Glue Data Connector
The Glue Data Connector enables federated SQL querying on tables in an AWS Glue Data Catalog.
datasets:
- from: glue:tpch.lineitem
name: lineitem
params:
glue_region: us-east-1
glue_key: ${env:SPICE_AWS_KEY}
glue_secret: ${env:SPICE_AWS_SECRET}
Configuration​
from
​
Specify a table using the format, glue:<database>.<table>
by replacing <database>
with the name of the Glue database and <table>
with the name of the table inside of the <database>
.
name
​
The dataset name. This will be used as the table name within Spice.
Example:
SELECT COUNT(*) FROM lineitem;
+----------+
| count(*) |
+----------+
| 6001215 |
+----------+
params
​
The following parameters are supported for configuring the connection to the Glue Data Catalog:
Parameter Name | Definition |
---|---|
glue_region | The AWS region for the Glue Data Catalog. E.g. us-west-2 . |
glue_key | Access key (e.g. AWS_ACCESS_KEY_ID for AWS) |
glue_secret | Secret key (e.g. AWS_SECRET_ACCESS_KEY for AWS) |
glue_session_token | Session token (e.g. AWS_SESSION_TOKEN for AWS) for temporary credentials |
Authentication​
The minimum IAM policy for Glue access is:
{
"Version": "2012-10-17",
"Statement": [
{
"Effect": "Allow",
"Action": [
"glue:GetDatabase",
"glue:GetDatabases",
"glue:GetTable",
"glue:GetTables"

┄┄┄┄┄┄┄┄┄┄┄┄┄┄┄┄┄┄┄┄

*Task description*:
Write what comes next in the Glue Data Connector documentation, picking up right after its last line. The lines that follow the documentation are not required for this work.

Records:
┄┄┄┄┄┄┄┄┄┄┄┄┄┄┄┄┄┄┄┄

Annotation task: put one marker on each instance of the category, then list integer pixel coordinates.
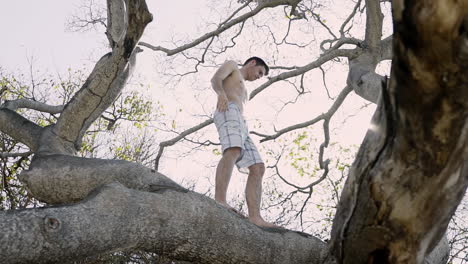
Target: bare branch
(339, 100)
(14, 155)
(182, 135)
(20, 128)
(221, 28)
(34, 105)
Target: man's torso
(234, 88)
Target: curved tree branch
(20, 128)
(329, 55)
(34, 105)
(223, 27)
(107, 78)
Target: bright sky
(37, 30)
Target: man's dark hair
(258, 62)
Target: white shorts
(233, 132)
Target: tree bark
(177, 223)
(410, 173)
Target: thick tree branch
(14, 155)
(107, 78)
(329, 55)
(339, 100)
(34, 105)
(59, 179)
(167, 219)
(20, 128)
(409, 174)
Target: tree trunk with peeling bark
(404, 186)
(410, 173)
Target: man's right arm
(217, 83)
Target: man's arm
(217, 83)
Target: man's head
(255, 68)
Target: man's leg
(224, 172)
(253, 193)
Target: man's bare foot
(260, 222)
(232, 209)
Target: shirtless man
(237, 146)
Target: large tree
(404, 186)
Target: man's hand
(222, 103)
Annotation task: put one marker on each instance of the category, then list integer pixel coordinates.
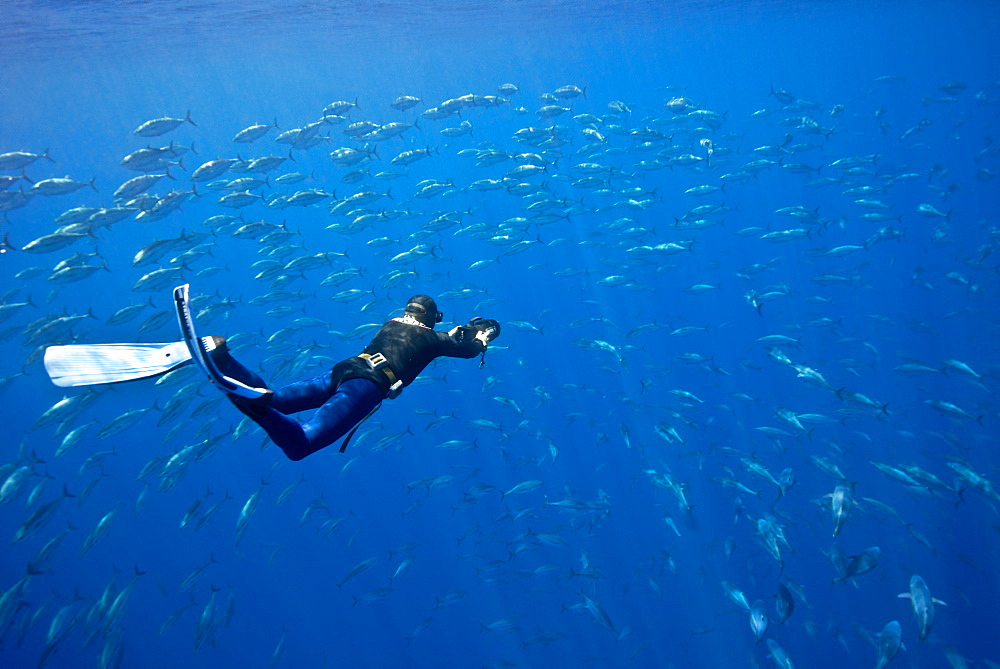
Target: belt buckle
(377, 361)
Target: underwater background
(746, 388)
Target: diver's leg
(292, 398)
(353, 400)
(302, 395)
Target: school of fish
(775, 459)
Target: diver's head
(424, 309)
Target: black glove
(487, 325)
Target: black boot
(254, 407)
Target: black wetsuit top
(409, 348)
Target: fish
(357, 570)
(889, 641)
(161, 126)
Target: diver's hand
(487, 329)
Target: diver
(355, 388)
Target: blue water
(630, 574)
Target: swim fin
(198, 350)
(91, 364)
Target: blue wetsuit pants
(338, 409)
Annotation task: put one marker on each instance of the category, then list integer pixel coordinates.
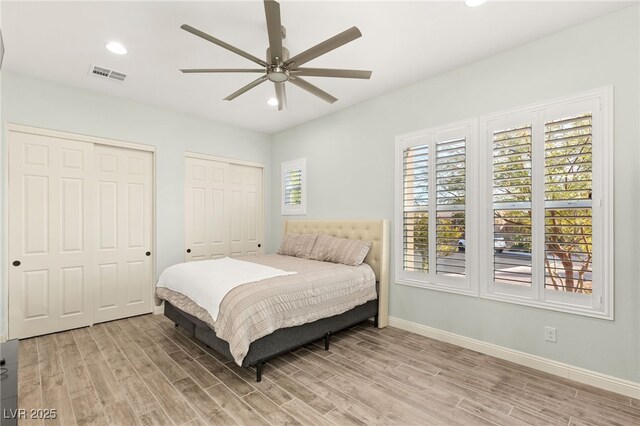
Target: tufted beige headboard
(378, 257)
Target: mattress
(254, 310)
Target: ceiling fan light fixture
(277, 74)
(117, 48)
(474, 3)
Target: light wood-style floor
(143, 370)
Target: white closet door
(223, 209)
(246, 231)
(50, 228)
(206, 209)
(124, 226)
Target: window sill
(448, 288)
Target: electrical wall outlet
(550, 334)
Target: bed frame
(287, 339)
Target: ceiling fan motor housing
(278, 73)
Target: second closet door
(124, 226)
(223, 209)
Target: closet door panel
(206, 209)
(247, 217)
(124, 179)
(50, 210)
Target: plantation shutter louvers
(568, 205)
(512, 207)
(293, 187)
(415, 208)
(450, 207)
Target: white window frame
(462, 285)
(600, 303)
(479, 207)
(288, 166)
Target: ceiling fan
(278, 66)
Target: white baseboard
(582, 375)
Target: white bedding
(206, 282)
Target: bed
(283, 340)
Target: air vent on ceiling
(106, 73)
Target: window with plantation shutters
(294, 187)
(433, 207)
(515, 207)
(549, 169)
(451, 184)
(568, 203)
(512, 205)
(415, 244)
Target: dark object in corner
(9, 382)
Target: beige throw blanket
(254, 310)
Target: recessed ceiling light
(474, 3)
(117, 48)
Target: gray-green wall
(351, 175)
(39, 103)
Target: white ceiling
(403, 42)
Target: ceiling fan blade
(305, 85)
(246, 88)
(326, 72)
(272, 13)
(324, 47)
(281, 95)
(224, 45)
(206, 70)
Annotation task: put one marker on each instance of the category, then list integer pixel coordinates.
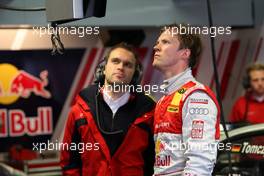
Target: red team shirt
(255, 113)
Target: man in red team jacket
(113, 124)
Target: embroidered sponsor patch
(173, 108)
(236, 148)
(199, 101)
(197, 129)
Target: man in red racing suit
(186, 119)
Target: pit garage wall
(233, 53)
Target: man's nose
(156, 47)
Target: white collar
(115, 104)
(172, 84)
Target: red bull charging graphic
(16, 84)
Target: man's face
(167, 52)
(257, 81)
(120, 67)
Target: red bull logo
(18, 83)
(14, 84)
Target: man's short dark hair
(187, 41)
(125, 46)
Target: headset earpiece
(99, 76)
(99, 73)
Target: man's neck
(174, 70)
(112, 92)
(171, 72)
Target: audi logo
(199, 111)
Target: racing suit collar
(174, 83)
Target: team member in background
(186, 119)
(117, 125)
(249, 108)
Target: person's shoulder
(144, 99)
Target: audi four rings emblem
(199, 111)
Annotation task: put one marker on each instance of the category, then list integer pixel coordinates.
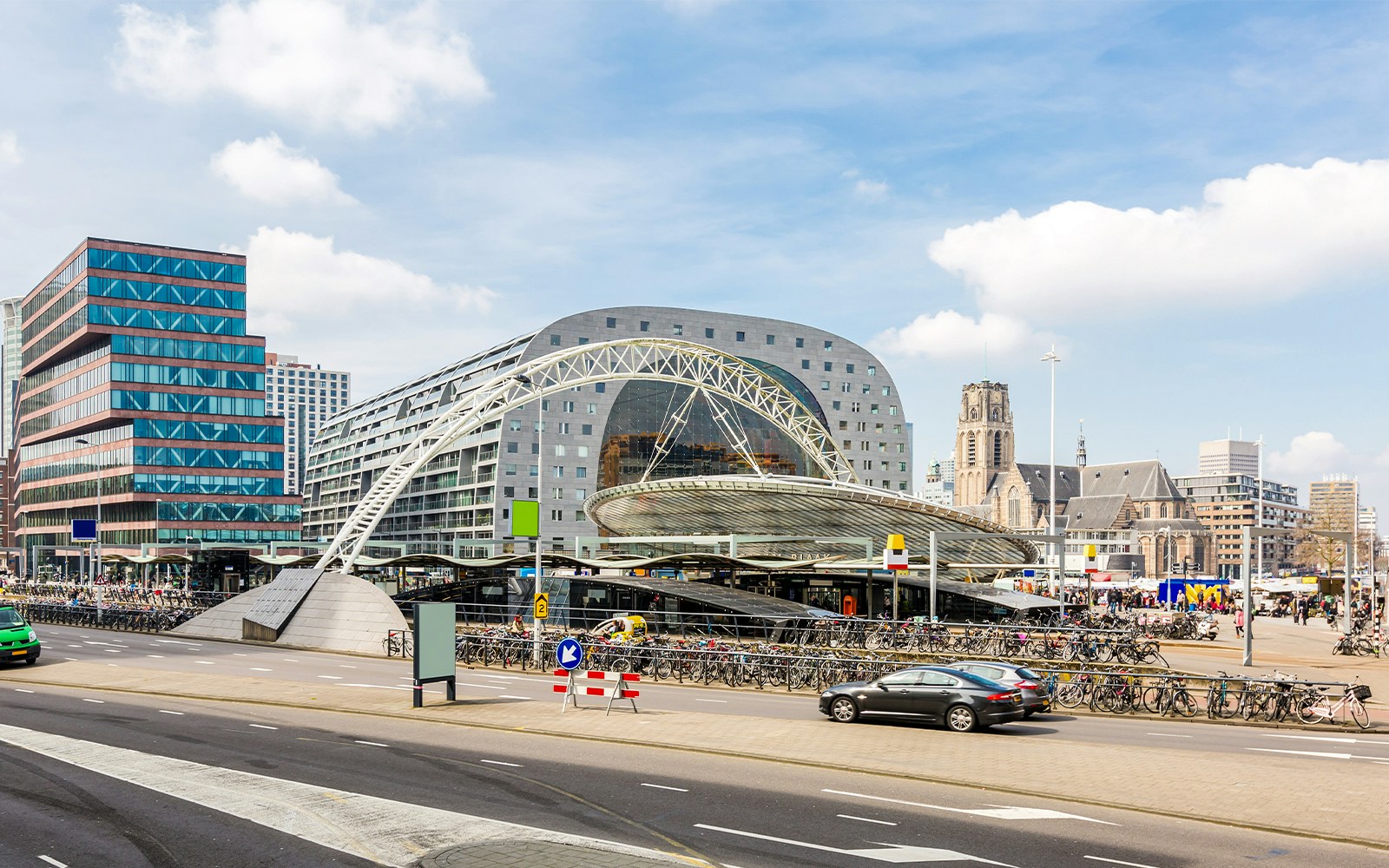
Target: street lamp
(1052, 358)
(539, 500)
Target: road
(198, 657)
(728, 812)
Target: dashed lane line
(881, 823)
(1115, 861)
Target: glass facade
(95, 404)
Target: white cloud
(951, 335)
(295, 274)
(338, 64)
(10, 153)
(268, 171)
(872, 191)
(1309, 456)
(1278, 233)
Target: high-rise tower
(984, 441)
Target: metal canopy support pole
(1249, 597)
(932, 576)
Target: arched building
(606, 434)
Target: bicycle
(1319, 707)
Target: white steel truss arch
(648, 358)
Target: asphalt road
(734, 812)
(194, 657)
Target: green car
(17, 638)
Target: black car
(960, 700)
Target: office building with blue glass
(143, 396)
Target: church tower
(984, 441)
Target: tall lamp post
(539, 500)
(1052, 358)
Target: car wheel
(844, 710)
(962, 719)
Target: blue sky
(1189, 199)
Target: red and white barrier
(620, 691)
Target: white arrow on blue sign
(569, 653)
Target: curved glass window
(701, 446)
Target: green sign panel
(525, 518)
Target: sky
(1189, 201)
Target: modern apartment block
(142, 393)
(602, 435)
(1228, 456)
(1228, 503)
(305, 396)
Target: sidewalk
(1234, 789)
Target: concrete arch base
(340, 613)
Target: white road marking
(1002, 812)
(1115, 861)
(1342, 740)
(365, 826)
(881, 823)
(891, 853)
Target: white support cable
(646, 358)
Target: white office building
(305, 396)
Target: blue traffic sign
(569, 653)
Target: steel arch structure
(648, 358)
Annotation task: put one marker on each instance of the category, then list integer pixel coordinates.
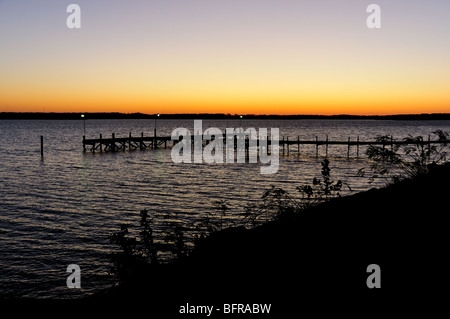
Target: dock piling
(42, 145)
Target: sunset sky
(227, 56)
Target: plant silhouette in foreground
(276, 203)
(409, 159)
(136, 254)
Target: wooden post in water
(348, 148)
(429, 147)
(42, 145)
(113, 143)
(392, 144)
(287, 143)
(357, 146)
(317, 147)
(84, 144)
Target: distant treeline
(77, 116)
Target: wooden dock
(116, 144)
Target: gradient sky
(227, 56)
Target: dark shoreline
(318, 259)
(89, 115)
(315, 261)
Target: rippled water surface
(60, 210)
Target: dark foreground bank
(316, 261)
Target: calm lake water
(60, 210)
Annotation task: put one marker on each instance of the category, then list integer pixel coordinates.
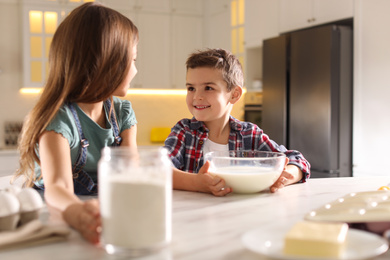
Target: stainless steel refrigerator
(307, 96)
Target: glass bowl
(247, 171)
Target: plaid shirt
(185, 144)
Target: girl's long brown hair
(89, 57)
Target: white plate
(269, 241)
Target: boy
(214, 84)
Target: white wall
(14, 106)
(371, 137)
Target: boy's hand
(210, 183)
(85, 218)
(291, 174)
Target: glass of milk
(135, 194)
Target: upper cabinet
(261, 21)
(169, 30)
(40, 21)
(300, 14)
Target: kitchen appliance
(307, 96)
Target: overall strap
(82, 155)
(114, 122)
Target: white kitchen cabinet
(191, 7)
(260, 21)
(166, 39)
(187, 37)
(217, 29)
(298, 14)
(9, 162)
(154, 50)
(40, 20)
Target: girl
(92, 58)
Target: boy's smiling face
(207, 96)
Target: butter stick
(318, 239)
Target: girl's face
(207, 96)
(121, 91)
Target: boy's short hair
(220, 59)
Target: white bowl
(247, 171)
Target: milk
(247, 179)
(135, 213)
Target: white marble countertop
(208, 227)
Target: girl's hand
(210, 183)
(85, 218)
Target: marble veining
(208, 227)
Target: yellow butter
(318, 239)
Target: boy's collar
(235, 124)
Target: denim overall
(82, 182)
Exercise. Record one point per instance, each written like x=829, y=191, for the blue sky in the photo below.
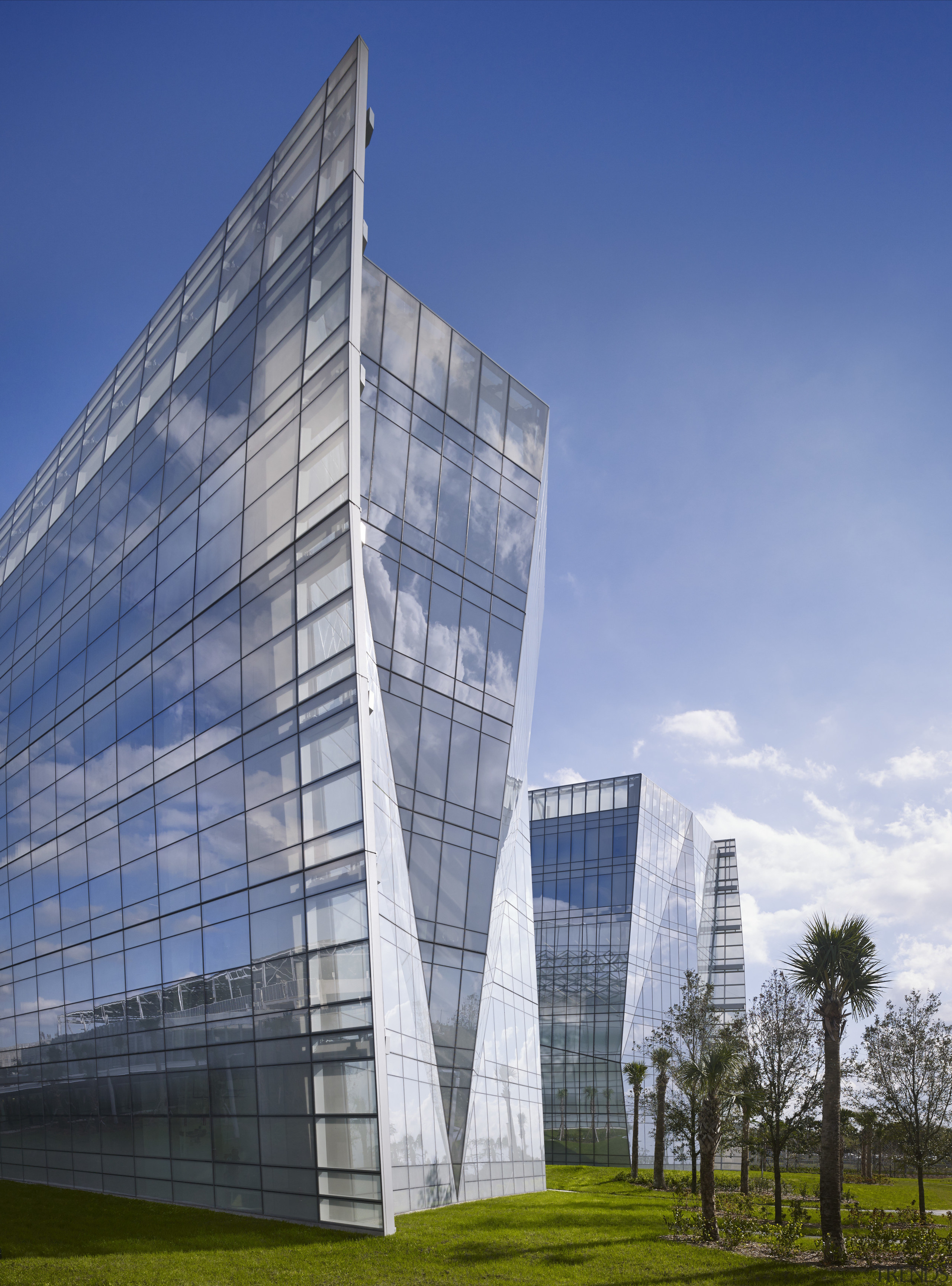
x=716, y=240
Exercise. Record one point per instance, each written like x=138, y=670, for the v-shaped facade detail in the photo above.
x=269, y=619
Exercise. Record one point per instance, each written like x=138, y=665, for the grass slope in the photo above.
x=602, y=1234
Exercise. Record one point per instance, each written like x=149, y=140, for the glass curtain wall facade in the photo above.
x=630, y=893
x=213, y=987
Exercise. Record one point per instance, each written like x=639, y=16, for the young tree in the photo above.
x=787, y=1050
x=748, y=1098
x=837, y=967
x=910, y=1070
x=635, y=1076
x=714, y=1078
x=690, y=1028
x=868, y=1121
x=660, y=1058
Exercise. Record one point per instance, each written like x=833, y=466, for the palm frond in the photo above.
x=838, y=963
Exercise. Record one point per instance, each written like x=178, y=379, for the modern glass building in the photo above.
x=630, y=893
x=269, y=619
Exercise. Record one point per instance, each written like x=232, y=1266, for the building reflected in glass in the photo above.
x=269, y=620
x=630, y=893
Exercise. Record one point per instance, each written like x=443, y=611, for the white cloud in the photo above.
x=898, y=875
x=922, y=965
x=775, y=762
x=564, y=777
x=916, y=767
x=714, y=727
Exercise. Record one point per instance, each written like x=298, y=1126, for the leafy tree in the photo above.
x=690, y=1028
x=910, y=1072
x=837, y=967
x=635, y=1076
x=868, y=1121
x=713, y=1076
x=785, y=1050
x=660, y=1058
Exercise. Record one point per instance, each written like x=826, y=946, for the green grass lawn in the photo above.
x=900, y=1193
x=604, y=1232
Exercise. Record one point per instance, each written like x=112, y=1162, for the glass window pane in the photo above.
x=433, y=358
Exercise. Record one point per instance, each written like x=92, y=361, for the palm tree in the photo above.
x=563, y=1096
x=837, y=966
x=592, y=1096
x=635, y=1074
x=714, y=1074
x=660, y=1058
x=748, y=1100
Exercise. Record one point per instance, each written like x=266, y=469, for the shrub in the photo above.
x=736, y=1221
x=685, y=1221
x=783, y=1243
x=878, y=1243
x=926, y=1249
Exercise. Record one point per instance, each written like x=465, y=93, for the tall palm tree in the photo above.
x=662, y=1059
x=714, y=1074
x=563, y=1096
x=592, y=1096
x=838, y=967
x=635, y=1076
x=748, y=1101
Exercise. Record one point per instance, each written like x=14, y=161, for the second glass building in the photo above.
x=630, y=893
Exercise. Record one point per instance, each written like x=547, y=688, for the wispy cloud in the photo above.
x=713, y=727
x=918, y=766
x=564, y=777
x=772, y=760
x=897, y=875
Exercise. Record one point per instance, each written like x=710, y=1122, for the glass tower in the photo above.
x=630, y=893
x=269, y=618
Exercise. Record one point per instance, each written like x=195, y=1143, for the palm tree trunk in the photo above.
x=635, y=1140
x=778, y=1187
x=830, y=1217
x=708, y=1128
x=659, y=1132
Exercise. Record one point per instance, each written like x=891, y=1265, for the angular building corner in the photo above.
x=630, y=893
x=269, y=620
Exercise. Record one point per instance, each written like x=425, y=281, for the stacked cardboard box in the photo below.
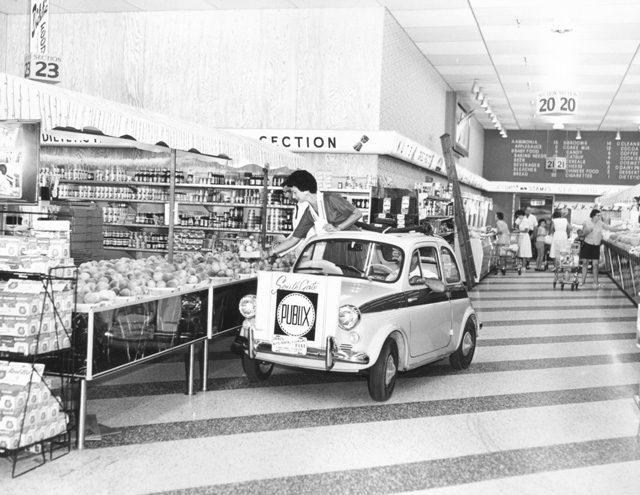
x=28, y=323
x=86, y=231
x=29, y=413
x=398, y=212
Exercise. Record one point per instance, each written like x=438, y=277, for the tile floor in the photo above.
x=546, y=408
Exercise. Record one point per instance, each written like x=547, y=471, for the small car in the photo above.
x=361, y=302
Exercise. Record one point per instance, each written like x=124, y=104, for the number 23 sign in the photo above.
x=557, y=103
x=42, y=67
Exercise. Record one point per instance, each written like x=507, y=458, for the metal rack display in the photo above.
x=32, y=405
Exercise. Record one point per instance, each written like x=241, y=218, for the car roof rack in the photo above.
x=414, y=229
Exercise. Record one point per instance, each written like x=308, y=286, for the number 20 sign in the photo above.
x=42, y=67
x=557, y=103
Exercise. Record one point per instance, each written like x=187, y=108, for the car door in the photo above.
x=455, y=286
x=430, y=312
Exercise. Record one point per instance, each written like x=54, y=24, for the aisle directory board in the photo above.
x=556, y=156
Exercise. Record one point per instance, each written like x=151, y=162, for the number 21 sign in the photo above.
x=43, y=67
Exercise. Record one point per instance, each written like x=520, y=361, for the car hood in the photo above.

┄┄┄┄┄┄┄┄┄┄┄┄┄┄┄┄┄┄┄┄

*Response*:
],
"Resource": [
"*"
]
}
]
}
Limitations​
This catalog connector is limited to tables that use the S3 data source. Kinesis and Kafka data sources are not currently supported. Additionally, this catalog connector is currently limited to Iceberg tables, tables with parquet or CSV data format only.
When using the Glue Data connector without acceleration, data is loaded into memory during query execution. Ensure sufficient memory is available, including overhead for queries and the runtime, especially with concurrent queries.
Memory limitations can be mitigated by storing acceleration data on disk, which is supported by duckdb
and sqlite
accelerators by specifying mode: file
.
Each query retrieves data from the S3 source, which might result in significant network requests and bandwidth consumption. This can affect network performance and incur costs related to data transfer from S3.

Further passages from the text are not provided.